(Records supplied begins)

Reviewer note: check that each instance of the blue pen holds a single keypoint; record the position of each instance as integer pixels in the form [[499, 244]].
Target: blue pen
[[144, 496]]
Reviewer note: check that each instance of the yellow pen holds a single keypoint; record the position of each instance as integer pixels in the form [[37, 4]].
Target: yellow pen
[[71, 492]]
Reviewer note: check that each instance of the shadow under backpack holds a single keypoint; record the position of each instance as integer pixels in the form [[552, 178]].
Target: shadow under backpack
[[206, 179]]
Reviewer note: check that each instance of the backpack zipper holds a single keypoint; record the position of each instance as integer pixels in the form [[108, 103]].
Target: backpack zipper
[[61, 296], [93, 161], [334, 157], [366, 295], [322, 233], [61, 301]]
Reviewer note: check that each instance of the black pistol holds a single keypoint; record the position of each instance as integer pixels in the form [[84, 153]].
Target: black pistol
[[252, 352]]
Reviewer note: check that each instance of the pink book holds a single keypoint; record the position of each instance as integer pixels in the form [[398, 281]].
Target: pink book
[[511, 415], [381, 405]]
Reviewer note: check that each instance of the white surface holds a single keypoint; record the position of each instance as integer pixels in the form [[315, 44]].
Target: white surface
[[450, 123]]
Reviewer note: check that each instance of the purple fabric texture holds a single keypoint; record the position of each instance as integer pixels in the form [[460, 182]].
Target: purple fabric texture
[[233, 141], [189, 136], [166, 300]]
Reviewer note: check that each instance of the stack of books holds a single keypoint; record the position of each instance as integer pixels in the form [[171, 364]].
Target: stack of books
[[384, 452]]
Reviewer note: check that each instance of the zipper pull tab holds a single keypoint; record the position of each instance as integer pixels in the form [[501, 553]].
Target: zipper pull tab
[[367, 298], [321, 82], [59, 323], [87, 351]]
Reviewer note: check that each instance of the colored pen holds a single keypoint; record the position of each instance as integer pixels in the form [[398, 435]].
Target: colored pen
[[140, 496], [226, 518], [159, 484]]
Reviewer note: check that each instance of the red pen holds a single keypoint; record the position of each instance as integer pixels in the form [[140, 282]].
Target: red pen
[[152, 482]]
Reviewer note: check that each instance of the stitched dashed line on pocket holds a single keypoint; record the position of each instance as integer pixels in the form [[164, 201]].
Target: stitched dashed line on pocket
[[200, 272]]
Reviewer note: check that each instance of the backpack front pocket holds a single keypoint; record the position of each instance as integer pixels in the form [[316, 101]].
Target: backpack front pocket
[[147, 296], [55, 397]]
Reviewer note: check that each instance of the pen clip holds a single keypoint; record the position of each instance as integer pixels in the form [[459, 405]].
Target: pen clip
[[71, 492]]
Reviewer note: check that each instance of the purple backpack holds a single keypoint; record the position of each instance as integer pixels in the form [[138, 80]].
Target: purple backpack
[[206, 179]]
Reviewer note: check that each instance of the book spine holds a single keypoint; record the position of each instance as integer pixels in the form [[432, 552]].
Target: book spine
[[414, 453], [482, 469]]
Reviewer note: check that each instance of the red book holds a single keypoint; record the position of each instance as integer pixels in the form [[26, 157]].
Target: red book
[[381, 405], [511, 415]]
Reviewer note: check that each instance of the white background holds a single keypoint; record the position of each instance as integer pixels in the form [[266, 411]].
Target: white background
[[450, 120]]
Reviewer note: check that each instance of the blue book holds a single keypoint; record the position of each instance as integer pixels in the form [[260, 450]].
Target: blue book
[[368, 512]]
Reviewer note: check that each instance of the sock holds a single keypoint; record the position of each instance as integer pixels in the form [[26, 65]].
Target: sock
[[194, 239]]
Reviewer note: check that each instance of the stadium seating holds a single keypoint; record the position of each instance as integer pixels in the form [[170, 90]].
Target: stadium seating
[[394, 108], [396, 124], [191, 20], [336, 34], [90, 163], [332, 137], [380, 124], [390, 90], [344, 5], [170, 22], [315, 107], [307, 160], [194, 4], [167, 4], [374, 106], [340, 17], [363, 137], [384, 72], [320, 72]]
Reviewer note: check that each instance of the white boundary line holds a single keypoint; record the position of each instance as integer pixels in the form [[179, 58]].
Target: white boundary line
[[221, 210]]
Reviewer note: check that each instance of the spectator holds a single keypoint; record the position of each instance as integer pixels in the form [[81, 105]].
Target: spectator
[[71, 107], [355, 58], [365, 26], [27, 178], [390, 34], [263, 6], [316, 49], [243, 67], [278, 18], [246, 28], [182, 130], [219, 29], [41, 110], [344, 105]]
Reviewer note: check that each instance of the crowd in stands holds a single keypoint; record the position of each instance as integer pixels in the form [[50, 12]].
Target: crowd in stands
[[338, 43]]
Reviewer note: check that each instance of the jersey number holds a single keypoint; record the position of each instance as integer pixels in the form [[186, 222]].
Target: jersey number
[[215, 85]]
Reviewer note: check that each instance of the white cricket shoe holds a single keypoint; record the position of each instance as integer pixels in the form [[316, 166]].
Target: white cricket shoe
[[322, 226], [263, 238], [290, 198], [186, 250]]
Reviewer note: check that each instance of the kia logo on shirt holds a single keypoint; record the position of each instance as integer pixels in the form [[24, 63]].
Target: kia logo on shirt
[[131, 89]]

(Records supplied ends)

* _Exercise_:
Please retype, without any change, the line containing "Reviewer note: check that each instance of the jersey" and every line after it to the end of the entries above, and only those.

* _Answer area_:
Reviewer note: check that each instance of the jersey number holds a single keypoint; record the position of each instance as integer pixels in the form [[186, 222]].
Target: jersey number
[[215, 85]]
Reviewer note: check that each instance of the white cricket shoe holds a single keypoint; record the position of each instance as integer pixels in the form [[316, 166]].
Target: white cricket shoe
[[322, 226], [263, 238], [290, 198], [186, 250]]
Reviewer note: check that each instance of the kia logo on shirt holds a single keypoint; record the position of each instance as integer pixels in the form [[24, 63]].
Target: kia logo on shirt
[[131, 89]]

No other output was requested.